== SOURCE EXTRACT ==
------------------------------------------------------------

Unsupported auto parallel + int4 quantization on models
System Info
Tensorrt-LLM rel 0.9.0
Who can help?
@Tracin
Information
- [X] The official example scripts
- [ ] My own modified scripts
Tasks
- [X] An officially supported task in the
examplesfolder (such as GLUE/SQuAD, ...) - [ ] My own task or dataset (give details below)
Reproduction
In the 0.9.0 rel version, I try to apply auto parallel + quantization on the Llama 70B model, and both of them work fine independently.
I convert checkpoint using
python3 ./TensorRT-LLM/examples/llama/convert_checkpoint.py --model_dir ./llama-2/llama-2-70b --dtype float16 --output_dir ./model_profile_tmp/ckpt/2 --use_weight_only --weight_only_precision int4
and then I try auto parallel using
trtllm-build --checkpoint_dir ./model_profile_tmp/ckpt/2/ --gemm_plugin float16 --use_custom_all_reduce disable --output_dir ./model_profile_tmp/engine/2/ --workers 8 --max_batch_size 1 --auto_parallel 8 --weight_only_precision int4
Expected behavior
It should build the engine as float16,
actual behavior
However, it fails with:
concurrent.futures.process._RemoteTraceback:
"""

------------------------------------------------------------

== RECORD EXTRACTS ==

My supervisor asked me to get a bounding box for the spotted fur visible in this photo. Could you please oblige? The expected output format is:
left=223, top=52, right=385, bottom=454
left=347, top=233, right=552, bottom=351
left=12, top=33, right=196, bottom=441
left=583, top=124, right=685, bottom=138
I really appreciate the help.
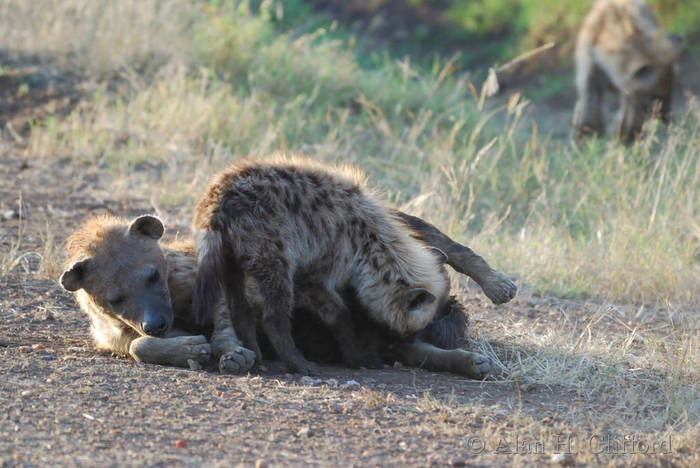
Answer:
left=193, top=156, right=448, bottom=372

------------------------------------------------------------

== INSTRUCTIONS TO FOLLOW ==
Rewrite the bug report from "Unsupported auto parallel" up to and including "(give details below)", replacing "example scripts" with "sample scripts". The items are separate from the bug report and are not part of it.

== SOLUTION TO THIS EXERCISE ==
Unsupported auto parallel + int4 quantization on models
System Info
Tensorrt-LLM rel 0.9.0
Who can help?
@Tracin
Information
- [X] The official sample scripts
- [ ] My own modified scripts
Tasks
- [X] An officially supported task in the
examplesfolder (such as GLUE/SQuAD, ...) - [ ] My own task or dataset (give details below)